> _Page_

———

Behind every great sales team is a great sales management system.

Adopting the right approach to sales management can set your team up for success through a combination of smarter sales operations, strategy, and analysis.

But what is sales management, exactly? And how can you use it to improve your team’s sales performance?

In this is a guide to sales team management, we’ll discuss why sales management is so important, what it looks like in practice, and how to implement better sales management across your sales org. 

What is Sales Management?

Let’s kick things off with a quick definition.

Sales management is the process of developing, managing, and optimizing all aspects of a sales organization. This includes everything from building a repeatable sales process and choosing the right sales intelligence tools to streamlining your sales funnel and lead generation.

There are three main areas of sales management, each of which plays a crucial role in the success of any sales org: sales operations, sales strategy, and sales analysis.

sales management

Sales Operations

Your sales operations impact your organizational structure and processes, who’s on your team, how they relate to each other, and how your sales department functions.

A large part of sales management is making business decisions that benefit and support the sales team. This includes how you hire, onboard, train, and compensate team members as well as daily operations. 

Sales Strategy 

Your sales strategy defines your approach to sales. A thorough sales strategy covers how you generate leads, how you position your product or service, and which sales activities you focus on at each step of the pipeline. 

For example, your sales strategy should answer questions like:

  • What sales prospecting techniques work best for each customer segment?
  • What is your ideal customer profile?
  • What’s your lead scoring model?
  • How do you define marketing-qualified leads and sales-qualified leads?
  • What steps should your salespeople take to move opportunities through the pipeline?

Sales Analysis

If sales strategy informs how your team sells, then sales analysis informs why you approach sales the way you do. Sales analysis involves finding patterns in sales reports, tracking metrics, reviewing your pipeline, and identifying points of friction.

Part of sales management is attaching key performance indicators (KPIs) to sales activities. Depending on your primary goals, your top KPIs might include: 

  • Number of sales activities completed per day or per week (outreach, meetings, follow-ups, etc.)
  • Number of active deals in your pipeline
  • Conversion rate at each step of your pipeline
  • Total win rate (by team or by rep)

———

> _Raw data_
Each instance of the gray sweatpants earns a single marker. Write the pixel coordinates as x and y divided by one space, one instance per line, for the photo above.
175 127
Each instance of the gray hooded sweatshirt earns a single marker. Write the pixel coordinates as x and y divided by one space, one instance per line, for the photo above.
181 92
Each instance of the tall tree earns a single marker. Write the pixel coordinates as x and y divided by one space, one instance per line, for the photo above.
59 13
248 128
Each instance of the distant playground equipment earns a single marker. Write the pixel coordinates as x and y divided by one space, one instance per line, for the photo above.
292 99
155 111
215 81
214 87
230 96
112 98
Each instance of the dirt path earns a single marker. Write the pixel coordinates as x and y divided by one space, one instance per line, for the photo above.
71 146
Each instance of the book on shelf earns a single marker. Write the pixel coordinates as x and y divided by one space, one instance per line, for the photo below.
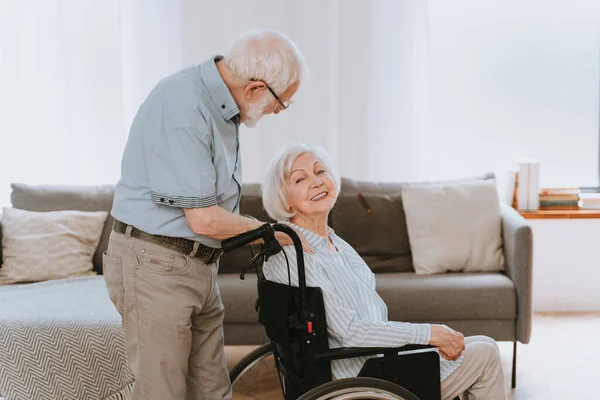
560 191
527 189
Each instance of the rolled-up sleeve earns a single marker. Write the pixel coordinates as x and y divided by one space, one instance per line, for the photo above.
180 169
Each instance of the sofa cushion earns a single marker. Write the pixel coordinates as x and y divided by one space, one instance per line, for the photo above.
353 186
454 227
379 237
454 296
239 298
57 198
41 246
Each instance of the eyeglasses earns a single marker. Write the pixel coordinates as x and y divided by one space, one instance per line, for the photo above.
283 104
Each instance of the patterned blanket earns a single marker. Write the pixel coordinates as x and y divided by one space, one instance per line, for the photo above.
61 339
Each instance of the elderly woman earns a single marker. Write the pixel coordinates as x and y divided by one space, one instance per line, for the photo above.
300 189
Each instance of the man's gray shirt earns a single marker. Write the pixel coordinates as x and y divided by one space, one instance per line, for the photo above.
182 152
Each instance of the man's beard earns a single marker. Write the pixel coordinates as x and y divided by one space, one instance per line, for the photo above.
254 112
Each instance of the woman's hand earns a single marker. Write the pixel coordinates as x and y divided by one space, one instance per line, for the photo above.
449 342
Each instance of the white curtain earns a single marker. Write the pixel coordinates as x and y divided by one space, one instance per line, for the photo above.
73 72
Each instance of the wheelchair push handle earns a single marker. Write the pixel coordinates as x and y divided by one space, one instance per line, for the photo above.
267 233
244 238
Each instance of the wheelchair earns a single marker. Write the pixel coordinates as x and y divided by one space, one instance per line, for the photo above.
296 364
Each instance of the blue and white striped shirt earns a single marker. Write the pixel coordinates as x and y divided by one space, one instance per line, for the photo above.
356 314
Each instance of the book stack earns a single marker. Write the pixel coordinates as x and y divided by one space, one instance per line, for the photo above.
589 201
559 198
526 184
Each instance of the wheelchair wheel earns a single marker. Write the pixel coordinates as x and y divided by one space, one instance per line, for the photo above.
255 376
358 388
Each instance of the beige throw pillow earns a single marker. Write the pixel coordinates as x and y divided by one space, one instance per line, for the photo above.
454 227
39 246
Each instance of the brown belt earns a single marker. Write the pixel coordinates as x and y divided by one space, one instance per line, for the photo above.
181 245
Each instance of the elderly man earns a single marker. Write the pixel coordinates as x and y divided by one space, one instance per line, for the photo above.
300 189
177 198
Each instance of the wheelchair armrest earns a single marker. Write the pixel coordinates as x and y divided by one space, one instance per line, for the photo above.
351 352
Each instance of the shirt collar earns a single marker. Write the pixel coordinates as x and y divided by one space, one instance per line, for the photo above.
316 241
218 90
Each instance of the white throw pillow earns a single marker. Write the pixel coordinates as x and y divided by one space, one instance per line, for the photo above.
38 246
454 227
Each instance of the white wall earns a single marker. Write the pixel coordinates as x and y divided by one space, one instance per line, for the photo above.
566 265
514 79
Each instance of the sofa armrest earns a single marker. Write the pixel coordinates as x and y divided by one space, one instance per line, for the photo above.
518 258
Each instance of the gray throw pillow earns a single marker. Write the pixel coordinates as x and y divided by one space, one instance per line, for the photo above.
75 197
379 237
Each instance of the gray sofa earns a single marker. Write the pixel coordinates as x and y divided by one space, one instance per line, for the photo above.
494 304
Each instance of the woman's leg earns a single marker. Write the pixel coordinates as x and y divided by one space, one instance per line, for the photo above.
480 373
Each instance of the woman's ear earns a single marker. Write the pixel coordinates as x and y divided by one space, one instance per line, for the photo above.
253 89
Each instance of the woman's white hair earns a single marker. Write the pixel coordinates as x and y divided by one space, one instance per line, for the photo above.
266 55
273 188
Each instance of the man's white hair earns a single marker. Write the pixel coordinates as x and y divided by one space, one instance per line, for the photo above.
274 184
266 55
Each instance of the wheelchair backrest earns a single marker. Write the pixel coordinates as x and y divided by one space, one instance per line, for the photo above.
280 314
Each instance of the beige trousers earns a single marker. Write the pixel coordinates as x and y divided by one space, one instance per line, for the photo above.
172 317
480 375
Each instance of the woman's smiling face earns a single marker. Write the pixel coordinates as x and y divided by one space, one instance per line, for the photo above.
309 187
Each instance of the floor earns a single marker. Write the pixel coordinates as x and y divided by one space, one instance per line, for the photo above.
560 362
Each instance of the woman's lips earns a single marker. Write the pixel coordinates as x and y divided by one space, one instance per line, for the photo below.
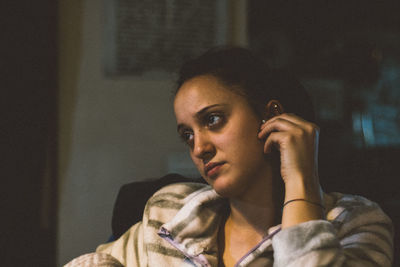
212 168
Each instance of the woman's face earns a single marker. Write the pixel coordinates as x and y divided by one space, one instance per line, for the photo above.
221 129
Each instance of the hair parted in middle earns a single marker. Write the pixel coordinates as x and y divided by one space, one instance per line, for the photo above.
240 70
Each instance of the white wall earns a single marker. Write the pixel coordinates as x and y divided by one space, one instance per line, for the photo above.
111 131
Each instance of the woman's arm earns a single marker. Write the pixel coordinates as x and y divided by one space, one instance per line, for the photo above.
297 142
360 236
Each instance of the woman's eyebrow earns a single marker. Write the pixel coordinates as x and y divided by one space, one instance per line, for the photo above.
199 114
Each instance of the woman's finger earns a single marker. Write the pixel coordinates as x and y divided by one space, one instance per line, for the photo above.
279 124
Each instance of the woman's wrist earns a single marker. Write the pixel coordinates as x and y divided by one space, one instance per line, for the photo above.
304 202
303 189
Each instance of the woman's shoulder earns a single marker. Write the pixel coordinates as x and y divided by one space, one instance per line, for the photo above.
351 211
171 198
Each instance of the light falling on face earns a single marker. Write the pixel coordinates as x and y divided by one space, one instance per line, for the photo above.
220 129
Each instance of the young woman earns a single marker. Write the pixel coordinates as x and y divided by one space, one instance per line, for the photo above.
250 133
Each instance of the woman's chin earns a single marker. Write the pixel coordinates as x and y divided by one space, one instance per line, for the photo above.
226 187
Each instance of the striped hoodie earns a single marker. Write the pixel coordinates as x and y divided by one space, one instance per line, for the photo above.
180 228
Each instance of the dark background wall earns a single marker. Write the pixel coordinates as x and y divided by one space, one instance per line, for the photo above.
352 48
28 73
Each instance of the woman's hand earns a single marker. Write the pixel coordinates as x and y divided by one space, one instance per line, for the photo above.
297 142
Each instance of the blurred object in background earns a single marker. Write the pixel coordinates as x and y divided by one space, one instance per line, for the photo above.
155 37
347 54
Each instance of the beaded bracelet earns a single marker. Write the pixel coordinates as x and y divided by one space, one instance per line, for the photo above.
302 199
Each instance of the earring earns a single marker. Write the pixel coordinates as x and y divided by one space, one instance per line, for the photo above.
276 109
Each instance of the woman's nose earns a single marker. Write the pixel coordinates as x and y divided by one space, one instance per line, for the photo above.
203 146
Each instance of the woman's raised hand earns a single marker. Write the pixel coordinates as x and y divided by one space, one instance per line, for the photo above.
297 142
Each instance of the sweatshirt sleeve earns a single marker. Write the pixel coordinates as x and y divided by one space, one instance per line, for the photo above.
361 235
128 249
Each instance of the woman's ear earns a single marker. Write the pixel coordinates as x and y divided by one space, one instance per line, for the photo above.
273 108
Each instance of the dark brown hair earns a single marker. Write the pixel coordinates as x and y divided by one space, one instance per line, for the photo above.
244 73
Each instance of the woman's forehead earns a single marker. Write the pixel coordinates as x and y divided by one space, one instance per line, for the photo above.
200 92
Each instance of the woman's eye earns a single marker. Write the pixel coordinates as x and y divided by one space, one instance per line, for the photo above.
214 120
187 137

———

> _Aim of the exercise_
Could you reproduce, word for word, the part of the sales management guide starting with "Your sales operations" and going on through "lead scoring model?"?

> _Complete response_
Your sales operations impact your organizational structure and processes, who’s on your team, how they relate to each other, and how your sales department functions.

A large part of sales management is making business decisions that benefit and support the sales team. This includes how you hire, onboard, train, and compensate team members as well as daily operations. 

Sales Strategy 

Your sales strategy defines your approach to sales. A thorough sales strategy covers how you generate leads, how you position your product or service, and which sales activities you focus on at each step of the pipeline. 

For example, your sales strategy should answer questions like:

  • What sales prospecting techniques work best for each customer segment?
  • What is your ideal customer profile?
  • What’s your lead scoring model?